### Exercise directions
Recast every line of the listing as a Markdown table with the columns Row and Content, numbering the rows in order and skipping blank lines. Leave the pictures out of the table.

### Supplied entries
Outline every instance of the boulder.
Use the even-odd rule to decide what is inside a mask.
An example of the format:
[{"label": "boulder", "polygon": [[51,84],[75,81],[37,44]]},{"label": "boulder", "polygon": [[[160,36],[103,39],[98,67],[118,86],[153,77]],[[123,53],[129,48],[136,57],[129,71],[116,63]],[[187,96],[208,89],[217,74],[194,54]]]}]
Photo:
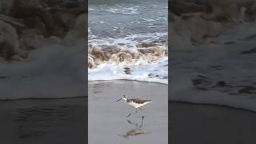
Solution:
[{"label": "boulder", "polygon": [[26,53],[20,49],[15,28],[0,21],[0,57],[11,60],[14,55],[26,58]]}]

### Task output
| Row | Content |
|---|---|
| 1 | Outline every instance of the boulder. |
| 2 | Use the even-odd rule to decide what is inside a mask. |
| 3 | An example of the format: |
| 4 | [{"label": "boulder", "polygon": [[51,84],[75,81],[37,44]]},{"label": "boulder", "polygon": [[[160,36],[103,39],[98,67],[118,86],[153,77]],[[123,53],[129,48],[136,57],[129,71],[116,63]],[[187,96],[208,89],[217,74],[194,54]]]}] |
| 5 | Photo: |
| 6 | Solution: |
| 7 | [{"label": "boulder", "polygon": [[26,53],[20,49],[15,28],[0,21],[0,57],[11,60],[14,55],[26,58]]}] |